Short problem:
Continue the passage below on learning a foreign language's grammar through phrase-making, starting after its last sentence.

The exercise of phrase-making, requiring of learners to decompose model-phrases .n order to construct similar ones, is a successful application of the analytical or inductive method. It is a double exercise of judgment, in which they decline, conjugate, illustrate the rules of grammar, in short, analyze the thought and its expression. It may be made, by a judicious instructor, the source of much grammatical information to his pupils. If he bring to their notice the place and the functions which the various words assume in the sentence, it will enable them to establish clear distinctions between different parts of speech, and to see the relations which exist between them. If he occasionally assist them in adding prefixes and affixes to primitive words, and show them how the sense of these primitive words is preserved and modified throughout their derivatives in diversified phraseology, they will acquire just notions of compound terms, and the power of multiplying expressions according to their wants.

When many analogous phrases have been constructed, learners should be led to observe their points of similarity; and, ascending from particulars to generals, should state the principles which govern their construction. Thus the rules of grammar will be gradually learned, as suggested by the functions of words, their inflections, and mutual dependence. These rules, inferred from the numerous phrases that illustrate them, being the result of the learner's own reflection and experience, will be easily remembered and applied. Should they escape the memory for a time, they may be retraced through the analogy and association by which they were formed.

The phraseology being at the option of the instructor, he always has it in his power to direct the attention of his pupils to the forms of speech, whose grammatical principles he wishes them to infer. But, to afford them early an opportunity of speaking idiomatically, we would recommend that, in general, preference be given to the expressions which differ in construction in the two languages, or which may illustrate some principle peculiar to the foreign idiom. He should, as much as possible, select model-phrases, or compose the native ones which he submits to his pupils for translation into the foreign language in such a manner that the principal facts under all tho

rules of grammar may be through them elicited and generalized in succession; and the variations of each illustration should be so multiplied as to render the syntactical forms habits of the mind. In this practical and inductive way the whole syntax of the foreign language may be made clear, intelligible, and familiar.

Rules should not, at any time, be committed to memory: if they are well understood, and if they assist in the expression of thought, the object is gained. Real knowledge of grammar consists, not in repeating, but in applying rules, and observing them in practice without retrospective consideration of them. In speaking or writing a foreign language we ought to be able, as in the native, to ascertain the right pronunciation, orthography, gender, inflection, grammatical concord, and order of words, by an appeal to our consciousness of their correctness, resulting from reiterated impressions rather than to our recollection of rules. A learner would not possess greater fluency of speech after having recited the whole grammar than before he commenced this laborious task. On the frequent, diversified, and just application of principles depend facility and correctness in speaking and writing the language. The frequency of the applications and the diversity of examples secure the double advantage of exercising at the same time the understanding and imagination. To illustrate the rules demands more reflection than a monotonous repetition of them, and thus leaves deeper and more lasting impressions on the mind. It is in this manner that synthesis, by generalizing the phraseology acquired through analysis and practice, fixes it permanently in the memory.

Data records:
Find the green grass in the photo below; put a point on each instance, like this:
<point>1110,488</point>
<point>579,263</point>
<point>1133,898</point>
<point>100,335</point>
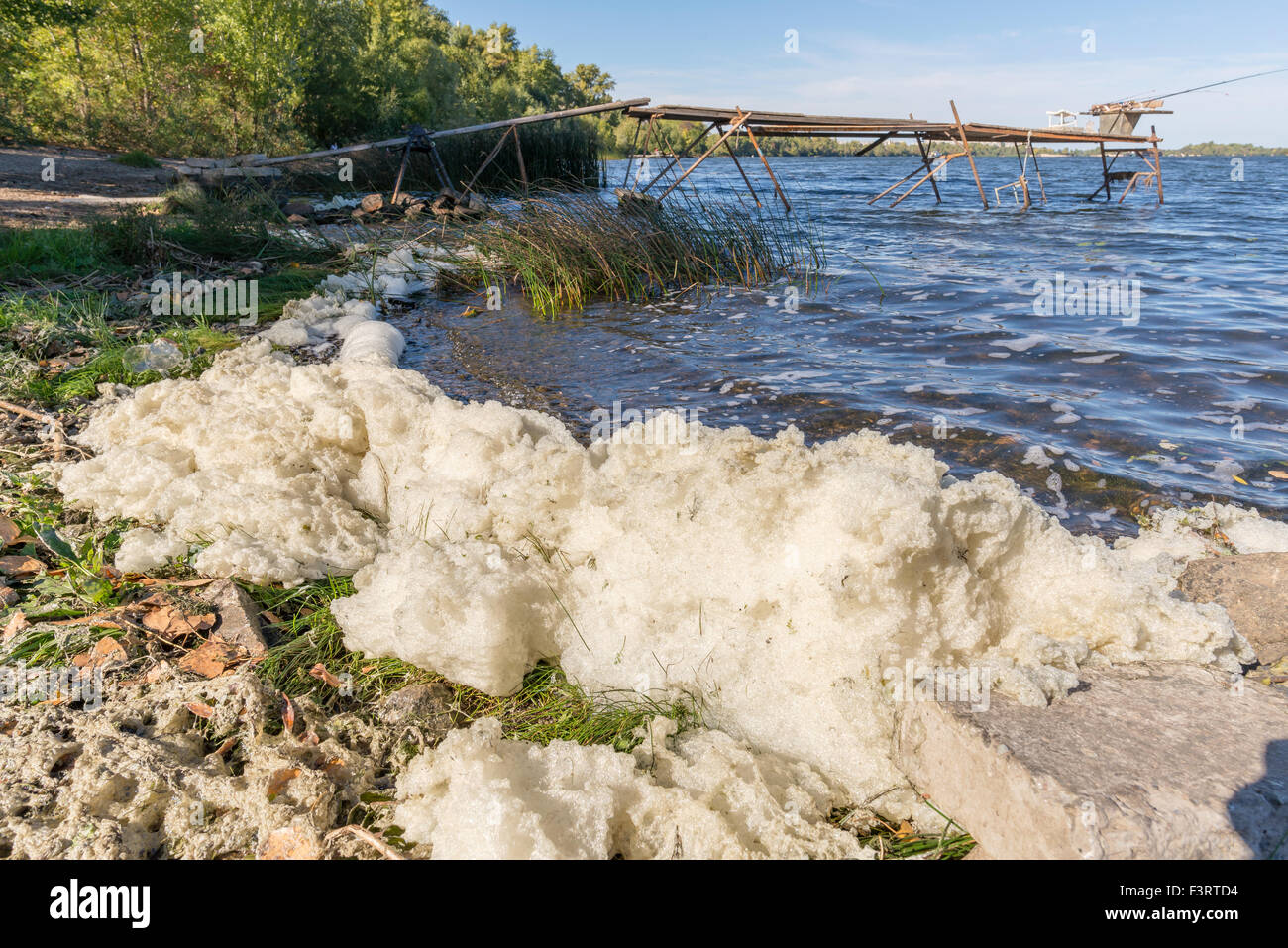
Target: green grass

In response:
If the exercise of phraseology, which has now been minutely explained, be long persevered in, conjointly with reading and hearing, it will give great command of language to the learner, who then will not have to depend on accidental recollection of school-book phrases. The exercise which appears further best calculated for initiating him into the direct and connected expression of thought in a foreign language, is that of narrating in it tales, anecdotes, or historical facts, previously studied with this intention. This exercise goes one step beyond that of phrase-making, in which the learner formed unconnected sentences. In phrase-making the ideas were given to him in narration he provides both the ideas and the expressions. In the one he translated into the foreign language the vernacular sentences given him by the professor; in the cther he transfuses his own ideas directly into the foreign language.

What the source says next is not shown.